-- Dataset content follows --

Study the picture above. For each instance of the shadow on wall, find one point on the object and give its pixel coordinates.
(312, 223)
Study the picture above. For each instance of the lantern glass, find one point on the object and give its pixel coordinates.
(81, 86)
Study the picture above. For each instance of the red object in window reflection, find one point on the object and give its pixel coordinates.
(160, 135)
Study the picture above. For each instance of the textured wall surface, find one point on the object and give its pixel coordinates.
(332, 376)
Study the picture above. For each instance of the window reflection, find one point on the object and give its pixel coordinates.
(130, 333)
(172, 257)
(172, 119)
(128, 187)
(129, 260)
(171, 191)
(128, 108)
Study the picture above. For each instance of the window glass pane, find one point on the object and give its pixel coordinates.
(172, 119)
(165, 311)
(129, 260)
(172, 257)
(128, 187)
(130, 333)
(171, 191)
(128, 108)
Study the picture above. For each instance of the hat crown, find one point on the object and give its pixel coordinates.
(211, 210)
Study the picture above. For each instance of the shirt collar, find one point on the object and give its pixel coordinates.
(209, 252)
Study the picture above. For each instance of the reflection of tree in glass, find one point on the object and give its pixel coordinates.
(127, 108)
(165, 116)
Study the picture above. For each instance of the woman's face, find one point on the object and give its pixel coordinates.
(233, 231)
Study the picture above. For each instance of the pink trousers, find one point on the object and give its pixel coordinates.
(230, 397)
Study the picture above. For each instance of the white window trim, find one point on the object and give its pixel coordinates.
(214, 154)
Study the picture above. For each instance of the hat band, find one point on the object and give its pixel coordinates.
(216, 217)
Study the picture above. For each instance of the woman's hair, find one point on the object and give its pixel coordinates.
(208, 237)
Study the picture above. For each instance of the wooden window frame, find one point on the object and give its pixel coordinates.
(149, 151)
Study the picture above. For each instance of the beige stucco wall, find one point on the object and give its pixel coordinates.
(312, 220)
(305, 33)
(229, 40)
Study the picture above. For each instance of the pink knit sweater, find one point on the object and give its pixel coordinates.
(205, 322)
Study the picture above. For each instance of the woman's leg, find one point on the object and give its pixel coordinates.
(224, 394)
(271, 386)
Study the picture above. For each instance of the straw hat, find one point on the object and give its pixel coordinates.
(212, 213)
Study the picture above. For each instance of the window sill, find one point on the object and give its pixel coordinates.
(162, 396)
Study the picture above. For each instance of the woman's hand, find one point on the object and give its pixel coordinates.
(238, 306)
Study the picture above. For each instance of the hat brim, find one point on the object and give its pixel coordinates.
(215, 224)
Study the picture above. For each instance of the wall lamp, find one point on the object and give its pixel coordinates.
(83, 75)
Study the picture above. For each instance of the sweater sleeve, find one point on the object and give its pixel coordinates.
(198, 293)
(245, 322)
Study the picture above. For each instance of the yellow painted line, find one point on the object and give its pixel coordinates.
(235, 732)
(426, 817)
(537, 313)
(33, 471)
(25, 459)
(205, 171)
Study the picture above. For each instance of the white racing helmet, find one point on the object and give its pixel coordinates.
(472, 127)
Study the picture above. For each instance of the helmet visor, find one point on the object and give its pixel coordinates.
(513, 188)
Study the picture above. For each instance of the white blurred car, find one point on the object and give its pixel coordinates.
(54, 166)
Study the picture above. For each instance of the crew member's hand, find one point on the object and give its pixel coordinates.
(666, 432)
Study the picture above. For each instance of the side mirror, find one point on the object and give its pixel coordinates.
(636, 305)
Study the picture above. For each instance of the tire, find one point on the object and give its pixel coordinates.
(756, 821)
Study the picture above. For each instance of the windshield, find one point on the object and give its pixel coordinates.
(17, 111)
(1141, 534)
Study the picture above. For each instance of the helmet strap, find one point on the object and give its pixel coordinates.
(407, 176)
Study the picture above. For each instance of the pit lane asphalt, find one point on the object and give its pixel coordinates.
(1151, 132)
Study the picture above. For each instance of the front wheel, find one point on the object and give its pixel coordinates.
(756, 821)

-- Dataset content concluded --

◆ **Problem to work on**
Give back every entry exactly, with nothing left out.

◆ **Result for this exercise**
Study the picture above. For each instance of the shadow on wall, find one point on the object and give its pixel coordinates.
(312, 223)
Study the picture above. For each instance of the lantern glass, find one point on the object and give its pixel coordinates.
(81, 86)
Study the picture above. For each instance of the red object in window reflection, find one point on the object and give its pixel coordinates.
(160, 135)
Study the picture above. For each instance of the textured wall surface, find one point on the object and give its pixel coordinates.
(332, 376)
Study the picture above. For each instance of the window reflection, find one point on the object and give its pixel coordinates.
(130, 333)
(172, 257)
(172, 119)
(128, 187)
(129, 260)
(171, 191)
(128, 108)
Study the picture above. For each instance of the window glass pane, find one point on the object and give its pixel coordinates.
(172, 119)
(165, 311)
(129, 260)
(172, 257)
(128, 187)
(130, 333)
(171, 191)
(128, 108)
Study the picture above. For each instance of the hat crown, find one point on the object and give its pixel coordinates.
(211, 210)
Study the picture above. For each instance of the shirt collar, find one point on the object and give its pixel coordinates.
(209, 252)
Study the picture above. For each instance of the reflection of tree in glass, find one point on the object and give its pixel coordinates.
(127, 108)
(165, 116)
Study the picture above. For each instance of the woman's face, find one point on the object and give its pixel coordinates.
(233, 231)
Study the picture above. For each instance of the pink trousers, find one point on the object and give its pixel coordinates.
(230, 397)
Study the picture above. For each instance of the white window trim, find one point on the object and give its pixel coordinates.
(214, 154)
Study the picture above. For each instance of the hat band, find one point on the object and give its pixel coordinates.
(216, 217)
Study the picture above. For each instance of the woman's hair, find one point on the object and give its pixel coordinates.
(208, 237)
Study the picture above. For each instance of the wooden window frame, find one point on the object and give its pixel coordinates.
(149, 151)
Study the picture above. For each instance of the beige stucco wall, find one point on the object and give its pixel coordinates.
(312, 220)
(305, 33)
(229, 40)
Study the picture above. For each instance of the pink knit sweater, find one point on the object and give its pixel coordinates.
(205, 322)
Study the picture above. For each instance of the woman's leg, find one point on the object and give its pixel coordinates.
(224, 394)
(271, 386)
Study the picture above. For each instance of the straw hat, find one point on the object and give its pixel coordinates.
(212, 213)
Study the picture above. For each instance of the window sill, find one point on the object and give its pixel coordinates.
(162, 396)
Study the picture above. For each instance of the woman's hand, find one point on the object and give its pixel coordinates.
(238, 306)
Study the picture above. For each instance of the hat brim, find one point on the object and give its pixel coordinates.
(215, 224)
Study the picture above. For each instance of the wall lamp, find one point on the object and give its pixel coordinates.
(83, 75)
Study the picture above. For each instance of the sweater sleeve, find one point on the object and give its pixel coordinates.
(198, 293)
(245, 322)
Study the picture above. For each instance of the yellow painted line, find one point on the object and give its pixel coordinates.
(235, 732)
(426, 817)
(537, 313)
(33, 471)
(25, 459)
(205, 171)
Study the picture above. For each instance of the white racing helmet, find one point on the object and give its pixel coordinates.
(472, 127)
Study the picture above. For each instance of the helmet visor, find one point on the object and give its pixel coordinates.
(513, 188)
Study the picture above. For each instance of the white blurred car, find one point on the object and give its pixel coordinates.
(54, 166)
Study the picture above. For each instance of the crew member's hand, find one point on the object and give its pixel coordinates.
(666, 432)
Study the picture above. For each instance of the side mirror, find one point on the object and give its pixel coordinates.
(636, 305)
Study the picture above. For each instance of the tire, find one point on the object and give its pixel coordinates.
(756, 821)
Study the picture above. For each instance of the windshield, find one point on the object and give its pixel coordinates.
(17, 111)
(1141, 534)
Study the picture above. For each instance of the helmet strap, find one point on the object and give its pixel coordinates.
(407, 176)
Study the picture above. For each instance of the pit lane asphalt, find one point on the object and give its pixel coordinates.
(1151, 132)
Study the picture above. For each instance of the front wheel, find one point on the object and give its pixel coordinates.
(756, 821)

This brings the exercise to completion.